Text segment ▸
----

Success in the Cloud | Part 1 of 5
Cloud-based data analytics allows organizations to derive value from their data in ways that traditional on-premises solutions cannot. Organizations globally have already figured this out, and are now on journeys to realize the potential of analytics in the cloud. Most are about halfway through their cloud journey. What remains for most is getting past the “lift and shift” mentality that characterizes some cloud migrations, and educating higher-ups on the benefits cloud infrastructure can yield — ultimately driving buy-in.
While cloud migrations are well underway, few companies have completed the journey.
There are very few mid-market organizations utilizing cloud analytics to their potential. In a survey of 100 mid-market organizations, 66% are about halfway through their cloud transformation journeys; the number reporting fully modernized cloud-based data ecosystems was only 6%.
Lack of stakeholder alignment is a primary obstacle to successful transformation.
How can the 66% close the gap? Ultimately it is about understanding and being able to communicate the benefits of such a cloud transformation. What inhibits cloud adoption is not lack of value, it is misunderstanding.

----

Task requirements ▸
a) Repeat a part of the cloud analytics text word for word, beginning at the words "How can the" and stopping after the words "it is misunderstanding.".
b) According to the cloud analytics text, what share of the surveyed mid-market organizations reported fully modernized cloud-based data ecosystems?
c) Supply the next part of the text on cloud analytics, starting after its final sentence.

Items stored in a collection ▸
----

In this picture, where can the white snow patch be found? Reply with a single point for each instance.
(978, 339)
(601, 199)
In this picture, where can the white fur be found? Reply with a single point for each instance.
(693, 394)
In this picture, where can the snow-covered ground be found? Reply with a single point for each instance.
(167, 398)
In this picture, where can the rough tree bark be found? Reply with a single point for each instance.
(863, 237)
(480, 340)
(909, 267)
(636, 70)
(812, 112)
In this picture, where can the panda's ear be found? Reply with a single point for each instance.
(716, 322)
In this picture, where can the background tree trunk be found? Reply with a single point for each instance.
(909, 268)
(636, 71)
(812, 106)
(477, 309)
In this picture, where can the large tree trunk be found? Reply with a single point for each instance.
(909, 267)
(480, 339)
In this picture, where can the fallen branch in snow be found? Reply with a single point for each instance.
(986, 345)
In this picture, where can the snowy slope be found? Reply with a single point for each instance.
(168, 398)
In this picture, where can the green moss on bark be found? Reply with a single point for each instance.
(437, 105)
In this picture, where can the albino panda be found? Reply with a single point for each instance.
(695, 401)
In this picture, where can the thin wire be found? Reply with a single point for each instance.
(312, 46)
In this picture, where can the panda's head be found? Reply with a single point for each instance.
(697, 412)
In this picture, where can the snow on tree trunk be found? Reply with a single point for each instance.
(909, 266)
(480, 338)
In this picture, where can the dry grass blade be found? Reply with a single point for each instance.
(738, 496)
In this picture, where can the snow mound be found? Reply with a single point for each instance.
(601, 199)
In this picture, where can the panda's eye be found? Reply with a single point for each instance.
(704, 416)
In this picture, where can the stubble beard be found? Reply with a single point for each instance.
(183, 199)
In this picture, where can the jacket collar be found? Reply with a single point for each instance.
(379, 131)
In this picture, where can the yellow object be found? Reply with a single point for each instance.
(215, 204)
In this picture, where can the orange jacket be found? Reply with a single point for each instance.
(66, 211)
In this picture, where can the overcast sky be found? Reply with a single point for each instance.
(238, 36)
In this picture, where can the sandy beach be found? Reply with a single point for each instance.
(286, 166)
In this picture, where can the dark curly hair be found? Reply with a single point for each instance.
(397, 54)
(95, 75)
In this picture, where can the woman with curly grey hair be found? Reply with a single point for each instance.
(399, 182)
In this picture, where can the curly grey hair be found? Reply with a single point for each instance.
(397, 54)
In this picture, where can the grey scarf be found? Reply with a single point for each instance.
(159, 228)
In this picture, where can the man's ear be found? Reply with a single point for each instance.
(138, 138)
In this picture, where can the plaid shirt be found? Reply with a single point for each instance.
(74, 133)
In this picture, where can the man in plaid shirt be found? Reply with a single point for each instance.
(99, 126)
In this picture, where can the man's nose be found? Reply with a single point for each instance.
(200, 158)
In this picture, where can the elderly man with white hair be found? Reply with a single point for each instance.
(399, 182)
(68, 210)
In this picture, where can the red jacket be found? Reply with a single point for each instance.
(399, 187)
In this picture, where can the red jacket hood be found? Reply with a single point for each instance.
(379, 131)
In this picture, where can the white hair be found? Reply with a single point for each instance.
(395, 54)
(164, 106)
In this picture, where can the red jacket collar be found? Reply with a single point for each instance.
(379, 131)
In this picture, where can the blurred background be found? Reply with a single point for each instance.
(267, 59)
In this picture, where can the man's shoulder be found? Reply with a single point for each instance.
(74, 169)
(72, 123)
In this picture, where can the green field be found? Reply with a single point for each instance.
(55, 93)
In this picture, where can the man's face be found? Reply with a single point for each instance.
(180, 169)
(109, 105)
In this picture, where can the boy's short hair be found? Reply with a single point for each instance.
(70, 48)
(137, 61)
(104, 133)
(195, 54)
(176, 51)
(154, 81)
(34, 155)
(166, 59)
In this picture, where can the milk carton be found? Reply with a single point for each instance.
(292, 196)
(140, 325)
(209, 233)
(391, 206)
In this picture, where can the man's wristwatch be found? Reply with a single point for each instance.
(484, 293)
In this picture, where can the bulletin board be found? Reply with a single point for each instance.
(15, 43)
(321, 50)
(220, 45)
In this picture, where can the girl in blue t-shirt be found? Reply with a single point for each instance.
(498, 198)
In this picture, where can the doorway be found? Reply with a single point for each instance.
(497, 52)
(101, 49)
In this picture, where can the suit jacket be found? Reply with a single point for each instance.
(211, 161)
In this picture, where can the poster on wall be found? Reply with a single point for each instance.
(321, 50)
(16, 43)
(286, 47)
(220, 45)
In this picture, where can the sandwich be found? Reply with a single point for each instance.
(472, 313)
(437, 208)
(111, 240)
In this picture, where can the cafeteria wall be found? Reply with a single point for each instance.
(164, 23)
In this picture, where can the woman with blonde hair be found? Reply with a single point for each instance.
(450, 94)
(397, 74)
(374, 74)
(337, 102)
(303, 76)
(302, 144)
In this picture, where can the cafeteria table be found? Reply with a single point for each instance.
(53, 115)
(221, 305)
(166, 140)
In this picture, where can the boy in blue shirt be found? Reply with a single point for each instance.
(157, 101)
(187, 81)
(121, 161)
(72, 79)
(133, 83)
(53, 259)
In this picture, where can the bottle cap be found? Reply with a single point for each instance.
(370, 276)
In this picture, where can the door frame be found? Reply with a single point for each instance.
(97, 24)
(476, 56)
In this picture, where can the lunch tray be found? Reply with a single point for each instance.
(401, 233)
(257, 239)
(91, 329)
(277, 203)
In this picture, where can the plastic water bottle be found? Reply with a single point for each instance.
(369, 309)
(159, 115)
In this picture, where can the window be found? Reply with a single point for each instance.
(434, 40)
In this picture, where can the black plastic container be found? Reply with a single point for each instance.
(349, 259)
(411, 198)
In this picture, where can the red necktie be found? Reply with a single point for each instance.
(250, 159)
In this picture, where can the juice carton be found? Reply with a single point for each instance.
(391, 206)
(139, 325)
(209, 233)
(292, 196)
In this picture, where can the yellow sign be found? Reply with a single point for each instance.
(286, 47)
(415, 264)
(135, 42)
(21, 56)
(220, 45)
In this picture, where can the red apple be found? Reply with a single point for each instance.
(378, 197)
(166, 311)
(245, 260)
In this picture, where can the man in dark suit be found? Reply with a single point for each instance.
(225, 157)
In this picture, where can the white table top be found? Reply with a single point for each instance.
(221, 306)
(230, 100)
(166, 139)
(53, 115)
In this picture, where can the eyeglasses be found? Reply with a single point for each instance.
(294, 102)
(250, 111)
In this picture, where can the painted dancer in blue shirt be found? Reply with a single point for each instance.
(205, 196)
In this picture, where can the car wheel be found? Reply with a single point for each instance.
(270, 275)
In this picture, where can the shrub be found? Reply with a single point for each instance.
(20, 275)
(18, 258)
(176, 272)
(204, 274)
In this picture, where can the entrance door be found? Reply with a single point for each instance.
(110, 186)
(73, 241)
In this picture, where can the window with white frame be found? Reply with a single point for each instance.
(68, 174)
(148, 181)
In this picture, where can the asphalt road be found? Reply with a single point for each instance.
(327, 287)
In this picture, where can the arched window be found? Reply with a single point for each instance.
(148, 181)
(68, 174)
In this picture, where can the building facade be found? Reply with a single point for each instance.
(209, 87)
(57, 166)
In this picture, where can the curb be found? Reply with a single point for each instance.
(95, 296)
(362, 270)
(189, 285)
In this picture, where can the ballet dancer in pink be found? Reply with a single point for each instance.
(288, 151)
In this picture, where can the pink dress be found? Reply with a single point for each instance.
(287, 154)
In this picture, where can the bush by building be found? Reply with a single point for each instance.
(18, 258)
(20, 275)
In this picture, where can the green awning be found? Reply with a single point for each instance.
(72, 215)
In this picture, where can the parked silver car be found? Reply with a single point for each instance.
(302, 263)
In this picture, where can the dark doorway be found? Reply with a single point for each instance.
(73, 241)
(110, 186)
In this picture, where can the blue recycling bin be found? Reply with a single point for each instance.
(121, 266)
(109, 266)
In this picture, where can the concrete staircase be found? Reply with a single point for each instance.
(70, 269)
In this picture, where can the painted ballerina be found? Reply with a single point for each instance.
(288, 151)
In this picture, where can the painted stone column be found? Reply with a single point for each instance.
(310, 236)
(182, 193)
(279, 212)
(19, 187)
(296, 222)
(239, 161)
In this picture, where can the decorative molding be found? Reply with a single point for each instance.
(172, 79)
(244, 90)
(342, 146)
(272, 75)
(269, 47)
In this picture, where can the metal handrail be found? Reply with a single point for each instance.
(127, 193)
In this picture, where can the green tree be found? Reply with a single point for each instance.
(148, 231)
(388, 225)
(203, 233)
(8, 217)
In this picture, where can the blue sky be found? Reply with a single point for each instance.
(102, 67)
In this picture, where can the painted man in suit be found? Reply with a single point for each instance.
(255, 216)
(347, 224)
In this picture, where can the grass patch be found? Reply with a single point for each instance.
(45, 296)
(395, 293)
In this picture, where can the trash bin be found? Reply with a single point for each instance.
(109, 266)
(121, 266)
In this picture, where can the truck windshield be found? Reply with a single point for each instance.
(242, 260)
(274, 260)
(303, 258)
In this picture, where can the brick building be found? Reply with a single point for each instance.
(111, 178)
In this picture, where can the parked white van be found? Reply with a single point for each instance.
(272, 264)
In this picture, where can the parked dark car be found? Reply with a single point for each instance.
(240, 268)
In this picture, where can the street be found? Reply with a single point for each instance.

----

Numbered answers ▸
a)
How can the 66% close the gap? Ultimately it is about understanding and being able to communicate the benefits of such a cloud transformation. What inhibits cloud adoption is not lack of value, it is misunderstanding.

b) Only 6%.

c)
The pandemic provided a live test case for the usefulness of cloud-enabled technology. Suddenly teams were separated by geography, unable to communicate in person. For the marketplace, this meant being able to access data remotely was no longer a nice-to-have, it was a legitimate competitive advantage that allowed prepared businesses to continue operating.
Beyond closing distance, organizations are discovering cloud enablement to be a useful lever of data governance. By its nature, data stored in the cloud is highly available and therefore easily accessible. Therefore, if a company has workers in Maryland, Alaska, and Hawaii, with the right preparation, access to sensitive data can still be distributed, controlled, and monitored as easily as on-premises infrastructure. Moreover, having one central source of truth can remedy the problem of siloed-off logic, “rogue spreadsheets,” and nebulous business logic.
Today these tools remain incredibly valuable. While the pandemic has abated some, the reality of remote teams remains, leaving cloud-enabled tools to bridge physical divides.
Common roadblocks mid-market companies encounter.
Many organizations experience the same roadblocks on the road to fully realizing the value of the cloud. Among them are missed opportunities to revise data practices during implementation, reliance on outdated data management habits, and a non-uniform distribution of value-add within the organization itself.
Evaluation of business process
Moving on-premises data to the cloud lends itself neatly to an evaluation of business processes. What is working well? What is causing problems? And what could cause problems down the road? To squarely miss gleaning the valuable insights from the answers, one might take a lift-and-shift approach to their cloud migration.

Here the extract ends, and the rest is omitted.